Task set>
- 1) According to the BBQ jackfruit recipe, how many cans of jackfruit are needed, and what size is each can?
- 2) Rewrite the BBQ jackfruit recipe between "BBQ Jackfruit Acooba" and "cup or 59ml)", inclusive, changing "smoked paprika" to "sweet paprika".
- 3) Go on with the BBQ jackfruit recipe from the point where it stops.

___ Passage

From India to North America, jackfruit lends itself to countless variations. Go as spicy or smoky as you like in this unique sandwich!

BBQ Jackfruit Acooba Recipe

 6 cans young green jackfruit, in brine (20 oz. each)
 3 tablespoons dark brown (muscovado) sugar
 3 teaspoons garlic powder
 3 teaspoons onion powder
 3 teaspoons smoked paprika powder
 ¾ teaspoon dry mustard powder (optional)
 Pinch cayenne pepper (or to taste)
 Vegetable oil for pan-frying
 3 cups of your preferred barbeque (BBQ) sauce, plus more for serving
 Water to thin, as needed (up to ¼ cup or 59ml)
 3 teaspoons molasses (optional for rich color and deeper flavor)
 3 teaspoons liquid mesquite smoke (optional)
1

Drain and rinse jackfruit. Cut off the center “core” portion of each piece. Squeeze jackfruit with hands to remove excess water. Pat dry with paper towels and place in a large mixing bowl.

______
___ Supplied information

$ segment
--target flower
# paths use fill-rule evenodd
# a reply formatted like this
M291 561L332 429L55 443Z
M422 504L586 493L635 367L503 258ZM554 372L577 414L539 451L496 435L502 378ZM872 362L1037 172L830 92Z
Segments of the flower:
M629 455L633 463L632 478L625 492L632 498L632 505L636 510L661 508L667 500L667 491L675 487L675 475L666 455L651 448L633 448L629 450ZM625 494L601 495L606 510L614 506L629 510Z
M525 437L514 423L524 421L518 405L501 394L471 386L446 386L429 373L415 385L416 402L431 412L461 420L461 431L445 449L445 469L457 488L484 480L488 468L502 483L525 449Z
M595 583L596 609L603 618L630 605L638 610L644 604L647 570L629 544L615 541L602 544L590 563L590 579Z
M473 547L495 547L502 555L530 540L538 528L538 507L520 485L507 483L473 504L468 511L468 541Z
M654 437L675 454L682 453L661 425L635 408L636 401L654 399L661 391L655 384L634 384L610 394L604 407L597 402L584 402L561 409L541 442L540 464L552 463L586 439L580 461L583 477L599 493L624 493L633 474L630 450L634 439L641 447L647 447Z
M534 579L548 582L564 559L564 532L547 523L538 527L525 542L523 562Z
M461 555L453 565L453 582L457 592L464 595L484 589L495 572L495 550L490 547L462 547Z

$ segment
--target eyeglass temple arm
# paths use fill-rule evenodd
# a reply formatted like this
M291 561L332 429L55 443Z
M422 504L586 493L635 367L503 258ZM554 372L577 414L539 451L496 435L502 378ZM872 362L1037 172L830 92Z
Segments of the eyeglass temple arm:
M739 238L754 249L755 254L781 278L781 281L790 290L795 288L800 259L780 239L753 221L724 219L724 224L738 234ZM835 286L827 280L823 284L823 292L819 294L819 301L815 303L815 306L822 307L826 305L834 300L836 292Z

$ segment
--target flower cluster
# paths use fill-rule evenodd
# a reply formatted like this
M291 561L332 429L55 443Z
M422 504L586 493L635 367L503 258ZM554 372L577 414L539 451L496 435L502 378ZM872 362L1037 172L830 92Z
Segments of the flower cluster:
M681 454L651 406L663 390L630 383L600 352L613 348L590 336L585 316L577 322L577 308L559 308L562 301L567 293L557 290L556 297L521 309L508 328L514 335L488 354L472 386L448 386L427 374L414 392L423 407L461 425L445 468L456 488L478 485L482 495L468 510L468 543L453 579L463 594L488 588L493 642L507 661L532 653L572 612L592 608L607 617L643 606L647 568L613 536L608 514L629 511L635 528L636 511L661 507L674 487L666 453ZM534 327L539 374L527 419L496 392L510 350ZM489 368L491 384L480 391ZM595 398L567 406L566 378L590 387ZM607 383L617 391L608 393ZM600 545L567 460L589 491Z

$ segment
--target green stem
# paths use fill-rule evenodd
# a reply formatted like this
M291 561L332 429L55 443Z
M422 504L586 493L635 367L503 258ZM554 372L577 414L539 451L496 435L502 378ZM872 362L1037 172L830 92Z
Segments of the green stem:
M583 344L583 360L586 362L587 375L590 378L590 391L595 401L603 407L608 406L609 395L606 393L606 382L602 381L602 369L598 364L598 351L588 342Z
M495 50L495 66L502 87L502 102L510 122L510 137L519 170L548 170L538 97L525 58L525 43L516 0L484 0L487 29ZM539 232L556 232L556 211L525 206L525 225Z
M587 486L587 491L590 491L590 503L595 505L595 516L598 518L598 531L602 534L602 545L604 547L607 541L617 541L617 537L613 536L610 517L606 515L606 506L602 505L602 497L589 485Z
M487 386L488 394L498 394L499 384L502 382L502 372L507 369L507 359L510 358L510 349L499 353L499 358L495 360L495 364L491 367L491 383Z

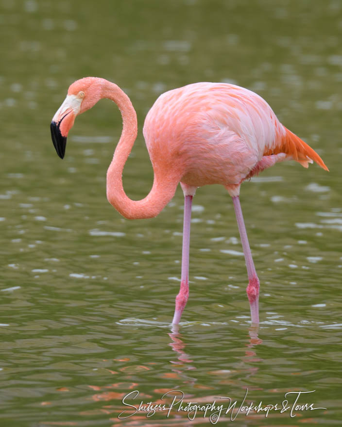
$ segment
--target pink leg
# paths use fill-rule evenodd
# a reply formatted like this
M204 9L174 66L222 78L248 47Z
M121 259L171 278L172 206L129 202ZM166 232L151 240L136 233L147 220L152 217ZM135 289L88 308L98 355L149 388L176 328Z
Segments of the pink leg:
M182 275L179 293L176 297L176 307L172 323L178 325L182 313L187 305L189 296L189 247L190 245L190 220L191 217L192 196L186 195L184 198L184 220L183 229L182 248Z
M233 197L233 204L235 211L235 215L238 221L238 227L240 232L241 243L242 245L243 253L246 260L247 272L248 275L248 286L247 287L247 295L248 296L249 305L251 307L251 318L252 323L259 323L259 287L260 282L256 275L254 263L252 258L252 253L249 247L248 239L247 237L246 227L243 221L242 211L241 210L240 199L238 196Z

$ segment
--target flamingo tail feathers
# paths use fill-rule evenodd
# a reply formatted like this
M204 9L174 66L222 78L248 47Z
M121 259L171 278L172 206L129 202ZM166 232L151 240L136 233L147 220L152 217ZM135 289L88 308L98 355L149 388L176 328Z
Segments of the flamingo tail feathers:
M315 162L325 170L329 170L314 150L289 129L286 128L285 129L286 133L281 138L280 143L267 149L264 153L264 156L285 153L304 167L308 167L309 163Z

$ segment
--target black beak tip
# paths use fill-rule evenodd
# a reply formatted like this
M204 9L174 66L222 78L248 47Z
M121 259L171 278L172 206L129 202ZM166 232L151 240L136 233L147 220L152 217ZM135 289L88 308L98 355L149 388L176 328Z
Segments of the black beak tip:
M51 122L50 125L51 131L51 138L53 143L57 154L63 159L65 154L65 148L67 146L67 137L63 136L61 133L59 124L56 122Z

______

The responses>
- 1) Six cans of young green jackfruit in brine, 20 oz. each.

- 2)
BBQ Jackfruit Acooba Recipe

 6 cans young green jackfruit, in brine (20 oz. each)
 3 tablespoons dark brown (muscovado) sugar
 3 teaspoons garlic powder
 3 teaspoons onion powder
 3 teaspoons sweet paprika powder
 ¾ teaspoon dry mustard powder (optional)
 Pinch cayenne pepper (or to taste)
 Vegetable oil for pan-frying
 3 cups of your preferred barbeque (BBQ) sauce, plus more for serving
 Water to thin, as needed (up to ¼ cup or 59ml)

- 3)
2

Use hands or potato masher to smush and separate jackfruit in bowl. Add sugar and spices and toss to combine.

3

Heat 1 or 2 tablespoons vegetable oil in a skillet on medium-high heat. Add jackfruit and toss to coat with oil. Cook, stir-fry style, for 4 or 5 minutes until jackfruit begin to brown. Stir in BBQ sauce. If sauce is too thick, thin with water.

4

Turn down heat. Cover and cook for 25 minutes, stirring occasionally.

5

Remove cover and increase heat. Add molasses and liquid smoke. Cook for an additional 5 minutes, stirring constantly.

6

Remove from heat. Serve hot on a bun with additional sauce.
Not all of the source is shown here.